TASK DIRECTIONS: Look through the listing underneath for "ship", and copy every line that has it.

LISTED ENTRIES:

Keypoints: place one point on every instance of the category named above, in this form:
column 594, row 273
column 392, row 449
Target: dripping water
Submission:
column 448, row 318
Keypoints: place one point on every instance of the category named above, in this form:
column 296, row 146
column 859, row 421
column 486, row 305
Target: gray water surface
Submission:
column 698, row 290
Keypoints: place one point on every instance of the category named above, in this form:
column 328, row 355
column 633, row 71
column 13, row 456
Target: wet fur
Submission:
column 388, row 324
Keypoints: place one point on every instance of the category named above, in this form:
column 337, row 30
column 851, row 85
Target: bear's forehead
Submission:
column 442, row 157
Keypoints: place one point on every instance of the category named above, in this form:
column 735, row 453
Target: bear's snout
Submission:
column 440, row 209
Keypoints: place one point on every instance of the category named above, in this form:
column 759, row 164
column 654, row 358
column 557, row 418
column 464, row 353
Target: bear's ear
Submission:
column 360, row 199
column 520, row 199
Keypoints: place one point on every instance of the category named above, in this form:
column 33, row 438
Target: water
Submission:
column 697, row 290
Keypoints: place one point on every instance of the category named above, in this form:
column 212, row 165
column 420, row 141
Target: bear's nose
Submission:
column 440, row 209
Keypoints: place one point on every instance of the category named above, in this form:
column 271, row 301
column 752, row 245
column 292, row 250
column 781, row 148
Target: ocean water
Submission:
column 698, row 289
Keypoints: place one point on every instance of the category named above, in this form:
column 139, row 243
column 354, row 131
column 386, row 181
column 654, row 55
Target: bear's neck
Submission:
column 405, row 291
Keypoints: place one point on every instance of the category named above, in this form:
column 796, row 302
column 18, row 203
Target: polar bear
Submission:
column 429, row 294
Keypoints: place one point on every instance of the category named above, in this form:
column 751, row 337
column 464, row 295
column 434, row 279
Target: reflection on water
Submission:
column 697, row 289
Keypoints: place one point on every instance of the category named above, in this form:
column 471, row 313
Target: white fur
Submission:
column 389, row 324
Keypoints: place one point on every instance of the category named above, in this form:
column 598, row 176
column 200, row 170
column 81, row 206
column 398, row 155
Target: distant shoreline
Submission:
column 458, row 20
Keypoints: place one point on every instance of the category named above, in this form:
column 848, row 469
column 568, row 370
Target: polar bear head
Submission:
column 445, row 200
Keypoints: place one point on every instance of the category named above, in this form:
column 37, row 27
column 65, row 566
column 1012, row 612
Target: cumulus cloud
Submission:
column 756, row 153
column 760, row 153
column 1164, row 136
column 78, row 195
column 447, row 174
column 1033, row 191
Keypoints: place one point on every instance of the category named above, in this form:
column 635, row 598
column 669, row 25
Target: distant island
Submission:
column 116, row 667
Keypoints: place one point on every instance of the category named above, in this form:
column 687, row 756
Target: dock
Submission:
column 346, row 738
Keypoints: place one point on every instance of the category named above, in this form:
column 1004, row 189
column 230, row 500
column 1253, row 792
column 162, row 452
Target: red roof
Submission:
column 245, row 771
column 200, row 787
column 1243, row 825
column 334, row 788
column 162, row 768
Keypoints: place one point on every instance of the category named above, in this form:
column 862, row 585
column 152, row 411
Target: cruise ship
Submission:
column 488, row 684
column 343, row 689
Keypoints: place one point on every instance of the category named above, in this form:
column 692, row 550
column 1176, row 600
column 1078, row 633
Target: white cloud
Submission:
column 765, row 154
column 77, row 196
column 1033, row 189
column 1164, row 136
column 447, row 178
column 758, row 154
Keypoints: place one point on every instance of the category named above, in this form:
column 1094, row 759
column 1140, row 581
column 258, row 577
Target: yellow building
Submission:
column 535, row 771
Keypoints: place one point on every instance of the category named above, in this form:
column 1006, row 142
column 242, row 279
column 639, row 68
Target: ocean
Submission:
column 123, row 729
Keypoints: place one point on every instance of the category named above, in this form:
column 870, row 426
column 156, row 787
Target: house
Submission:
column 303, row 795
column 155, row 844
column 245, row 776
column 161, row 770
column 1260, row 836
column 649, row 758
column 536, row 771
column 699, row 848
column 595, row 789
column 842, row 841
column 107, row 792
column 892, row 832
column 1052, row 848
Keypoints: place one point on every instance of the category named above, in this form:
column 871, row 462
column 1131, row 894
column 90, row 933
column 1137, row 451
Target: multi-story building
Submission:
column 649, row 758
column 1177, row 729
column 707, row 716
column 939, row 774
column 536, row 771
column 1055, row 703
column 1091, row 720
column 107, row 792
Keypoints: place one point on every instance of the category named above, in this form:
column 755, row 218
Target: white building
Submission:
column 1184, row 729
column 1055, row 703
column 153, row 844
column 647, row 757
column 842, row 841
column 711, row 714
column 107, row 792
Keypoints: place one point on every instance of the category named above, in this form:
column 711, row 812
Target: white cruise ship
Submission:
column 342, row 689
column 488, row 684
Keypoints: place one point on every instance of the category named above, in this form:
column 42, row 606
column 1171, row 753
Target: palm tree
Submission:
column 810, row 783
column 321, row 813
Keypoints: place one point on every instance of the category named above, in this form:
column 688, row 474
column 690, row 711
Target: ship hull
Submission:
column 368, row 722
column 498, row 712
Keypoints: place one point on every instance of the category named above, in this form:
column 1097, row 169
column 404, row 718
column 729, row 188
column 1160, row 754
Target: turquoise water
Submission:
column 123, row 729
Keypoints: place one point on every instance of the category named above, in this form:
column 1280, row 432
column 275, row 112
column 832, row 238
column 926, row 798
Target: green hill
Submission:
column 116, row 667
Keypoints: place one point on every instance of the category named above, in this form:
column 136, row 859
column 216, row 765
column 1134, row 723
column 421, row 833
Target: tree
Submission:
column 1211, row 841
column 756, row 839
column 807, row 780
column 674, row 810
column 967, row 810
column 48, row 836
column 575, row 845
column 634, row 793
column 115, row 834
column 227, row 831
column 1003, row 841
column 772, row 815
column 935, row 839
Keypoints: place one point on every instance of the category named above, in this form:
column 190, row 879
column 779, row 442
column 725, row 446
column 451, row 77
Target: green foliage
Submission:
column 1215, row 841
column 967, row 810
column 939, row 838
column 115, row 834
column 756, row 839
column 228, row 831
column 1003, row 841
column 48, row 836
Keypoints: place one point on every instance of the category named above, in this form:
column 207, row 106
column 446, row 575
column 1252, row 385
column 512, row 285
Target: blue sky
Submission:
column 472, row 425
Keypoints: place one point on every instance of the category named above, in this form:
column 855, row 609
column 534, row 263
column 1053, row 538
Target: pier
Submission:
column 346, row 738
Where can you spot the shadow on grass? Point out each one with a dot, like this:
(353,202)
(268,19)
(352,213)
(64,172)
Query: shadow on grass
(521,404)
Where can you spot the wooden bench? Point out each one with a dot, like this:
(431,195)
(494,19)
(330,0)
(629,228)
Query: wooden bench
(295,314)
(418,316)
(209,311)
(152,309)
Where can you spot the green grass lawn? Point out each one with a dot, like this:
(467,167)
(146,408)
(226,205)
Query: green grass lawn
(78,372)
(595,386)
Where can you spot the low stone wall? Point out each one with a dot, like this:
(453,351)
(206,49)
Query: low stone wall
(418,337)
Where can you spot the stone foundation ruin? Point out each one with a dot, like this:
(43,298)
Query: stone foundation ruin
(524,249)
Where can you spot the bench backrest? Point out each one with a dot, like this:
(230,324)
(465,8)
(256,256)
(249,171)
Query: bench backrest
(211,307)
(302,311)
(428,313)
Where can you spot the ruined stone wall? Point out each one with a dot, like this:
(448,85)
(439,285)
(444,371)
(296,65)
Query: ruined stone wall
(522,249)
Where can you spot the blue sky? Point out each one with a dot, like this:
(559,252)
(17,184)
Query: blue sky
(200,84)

TASK RESULT:
Target: cruise ship
Target: white cruise ship
Target: ship hull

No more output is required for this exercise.